Your objective:
Leave out every picture, then transcribe the rest of the listing exactly.
··· Dataset records
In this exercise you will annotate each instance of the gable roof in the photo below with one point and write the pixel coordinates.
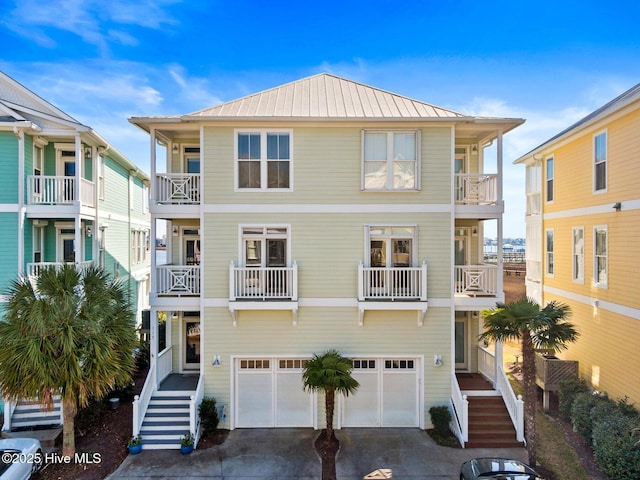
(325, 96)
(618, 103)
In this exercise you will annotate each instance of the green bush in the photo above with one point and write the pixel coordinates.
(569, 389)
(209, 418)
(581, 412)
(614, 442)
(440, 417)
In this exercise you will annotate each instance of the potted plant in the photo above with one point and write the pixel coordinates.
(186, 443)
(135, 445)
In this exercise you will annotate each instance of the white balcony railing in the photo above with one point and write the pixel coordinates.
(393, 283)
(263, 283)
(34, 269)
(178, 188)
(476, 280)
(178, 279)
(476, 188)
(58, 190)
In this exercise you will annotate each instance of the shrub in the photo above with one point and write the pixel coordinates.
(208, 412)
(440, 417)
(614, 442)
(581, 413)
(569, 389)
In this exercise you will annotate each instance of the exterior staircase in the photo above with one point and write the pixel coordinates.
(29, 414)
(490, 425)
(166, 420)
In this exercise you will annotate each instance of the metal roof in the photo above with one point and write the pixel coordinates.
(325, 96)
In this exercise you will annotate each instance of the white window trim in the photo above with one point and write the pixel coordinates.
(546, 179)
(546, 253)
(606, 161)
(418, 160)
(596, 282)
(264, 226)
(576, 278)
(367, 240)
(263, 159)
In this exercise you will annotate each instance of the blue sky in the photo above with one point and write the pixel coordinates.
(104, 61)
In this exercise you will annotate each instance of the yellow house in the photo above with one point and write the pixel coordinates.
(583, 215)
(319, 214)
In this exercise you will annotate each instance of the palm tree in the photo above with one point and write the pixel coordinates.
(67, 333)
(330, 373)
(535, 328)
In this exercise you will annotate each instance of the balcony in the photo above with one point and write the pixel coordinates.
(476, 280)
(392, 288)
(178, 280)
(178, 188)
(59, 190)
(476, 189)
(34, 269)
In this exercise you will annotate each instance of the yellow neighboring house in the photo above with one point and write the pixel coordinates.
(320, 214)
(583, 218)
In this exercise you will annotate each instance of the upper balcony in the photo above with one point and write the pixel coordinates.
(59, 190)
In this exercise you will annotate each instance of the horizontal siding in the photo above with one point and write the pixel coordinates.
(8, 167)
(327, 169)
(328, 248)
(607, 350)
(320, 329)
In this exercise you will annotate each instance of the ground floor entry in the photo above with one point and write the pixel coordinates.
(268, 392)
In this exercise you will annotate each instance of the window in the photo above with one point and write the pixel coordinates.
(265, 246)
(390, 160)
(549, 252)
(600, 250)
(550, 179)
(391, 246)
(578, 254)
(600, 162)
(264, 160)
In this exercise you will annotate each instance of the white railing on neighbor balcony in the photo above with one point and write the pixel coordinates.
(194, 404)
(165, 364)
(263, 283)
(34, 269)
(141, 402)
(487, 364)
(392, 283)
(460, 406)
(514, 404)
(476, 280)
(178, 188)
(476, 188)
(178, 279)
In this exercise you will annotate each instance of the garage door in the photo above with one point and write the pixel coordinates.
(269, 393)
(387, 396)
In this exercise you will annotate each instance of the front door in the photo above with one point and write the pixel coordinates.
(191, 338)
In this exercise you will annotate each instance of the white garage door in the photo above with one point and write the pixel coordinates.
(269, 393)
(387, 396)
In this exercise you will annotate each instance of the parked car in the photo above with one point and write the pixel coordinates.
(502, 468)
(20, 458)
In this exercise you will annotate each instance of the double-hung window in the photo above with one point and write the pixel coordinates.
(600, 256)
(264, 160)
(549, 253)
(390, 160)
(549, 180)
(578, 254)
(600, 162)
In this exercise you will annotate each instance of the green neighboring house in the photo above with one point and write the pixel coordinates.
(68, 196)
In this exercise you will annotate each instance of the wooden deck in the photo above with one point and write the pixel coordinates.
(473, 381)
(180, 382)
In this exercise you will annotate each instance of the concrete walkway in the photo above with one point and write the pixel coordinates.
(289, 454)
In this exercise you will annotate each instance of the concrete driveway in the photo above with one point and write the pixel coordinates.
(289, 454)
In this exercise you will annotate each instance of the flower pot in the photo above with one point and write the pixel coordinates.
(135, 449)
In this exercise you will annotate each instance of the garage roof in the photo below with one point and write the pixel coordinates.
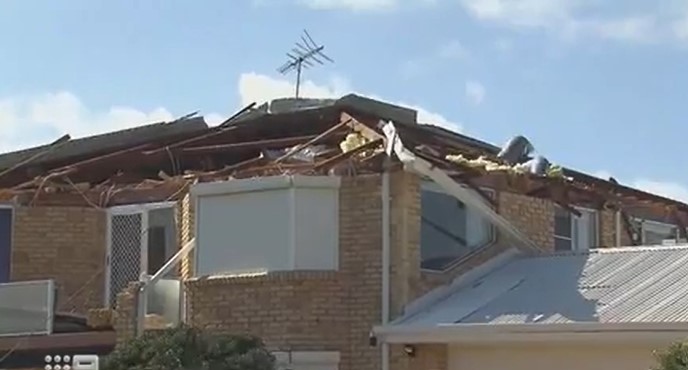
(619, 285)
······
Written solution:
In this exercise you will annotate each instance of the gable roof in the photo below with one point and write the pixel coordinates.
(325, 96)
(618, 103)
In this exercise you will annotate each instance of the green bush in the photo above with one point and write the pixel coordinates.
(569, 389)
(209, 418)
(581, 412)
(614, 442)
(440, 417)
In this exercise you will annotate each instance of the potted plant in the photo above with one point and write the pixel coordinates.
(186, 443)
(135, 445)
In this exercise you will annotate each instance of the white balcony railing in the photo above with one point and write the pixel coordinates.
(393, 283)
(263, 283)
(34, 269)
(178, 188)
(476, 280)
(178, 279)
(476, 188)
(58, 190)
In this exercise you will annotate each instance of the shrub in the photo above with one point and write the pixel coordinates.
(208, 412)
(440, 417)
(614, 442)
(581, 413)
(569, 389)
In this exercise you will annotate each instance of the exterior staircase in the photo above with one point and write the pixel coordinates.
(29, 414)
(490, 425)
(166, 420)
In this exercise you will annotate each instance of the metal roof in the photo above with one point and write the pixel coordinates.
(325, 96)
In this exercise you will annotate each instance of the white window trim in the photo above with one point and write the pixel coordinates.
(546, 179)
(546, 253)
(606, 161)
(418, 160)
(596, 282)
(264, 226)
(576, 278)
(367, 240)
(263, 159)
In this exercise you will annotate each instance of the blue sky in the photo above with one point and write the pixel coordinates.
(104, 61)
In this exercise you will annotate each instance of the yellow house in the photo above with one point and write the pixel coordinates.
(583, 215)
(319, 214)
In this exercise you will annotate each instance of the palm tree in the photo above with one point and write the pixel coordinates.
(67, 333)
(330, 373)
(535, 328)
In this exercise you will annotate each instance of the balcony in the photo above with one point and write the pixel coordinates.
(476, 280)
(392, 288)
(178, 280)
(178, 188)
(59, 190)
(476, 189)
(34, 269)
In this exercise you will annotate each instance of the yellow neighboring house in the photo above with one point and write the pixel coordinates.
(320, 214)
(583, 218)
In this exercise you will annotate each instance of the upper balcony in the photo above with one point and write the pixel coordinates.
(59, 190)
In this exercise you will annotate each instance of the horizontal siding in the photo above with one point and write the pixel coordinates.
(8, 167)
(327, 169)
(328, 248)
(607, 350)
(320, 329)
In this exercise you will annotate each instance of the ground floor entry in the photo above with one point and write the pixel coordinates.
(268, 392)
In this exercise you will annotate each instance of the window in the photo above with one point and write the pixel coordinates.
(265, 246)
(390, 160)
(549, 252)
(600, 250)
(550, 179)
(391, 246)
(578, 254)
(600, 162)
(264, 160)
In this exercise you will annotate each instance of the white railing on neighbor balcony in the photo above with one point and write the pixel coordinates.
(194, 404)
(165, 364)
(263, 283)
(34, 269)
(141, 402)
(487, 364)
(392, 283)
(460, 406)
(514, 404)
(476, 280)
(178, 188)
(476, 188)
(178, 279)
In this exercise you will annotate each instance of the garage door in the photo above with one point and write the pixel coordinates.
(269, 393)
(387, 396)
In this exercise you will annotate each instance of the front door in the photo above with one point and write the pixel coordinates.
(191, 338)
In this exercise you will annotate each instance of the white garage door in the photo above with one point and write the pixel coordinates.
(269, 393)
(387, 396)
In this exercise you will annotate each instance of the parked car in the photo above with one point and write the pixel coordinates.
(502, 468)
(20, 458)
In this exercise you will annotate each instance of the double-hung window in the photo above with one point and write the pixel coordinates.
(600, 256)
(264, 160)
(549, 253)
(390, 160)
(549, 180)
(578, 254)
(600, 162)
In this exercise you will annotate each instance of the green neighboring house in the photo above with one point and write the pixel coordinates.
(68, 196)
In this exercise you will annotate each instance of the wooden deck in the photo above with one point and write the pixel coordinates.
(473, 381)
(180, 382)
In this exercise you will annotate each instance of the concrete walkway in the photo above with one point and write the pixel coordinates.
(289, 454)
In this exercise you will annotate each instance of the concrete driveway in the photo above with one point and write the pixel coordinates.
(289, 454)
In this exercise you will annotate each instance of the flower pot in the photo above with one point and write the pixel coordinates.
(135, 449)
In this exercise you will annotate each instance of the garage roof in the photo below with one point and write the pixel coordinates.
(619, 285)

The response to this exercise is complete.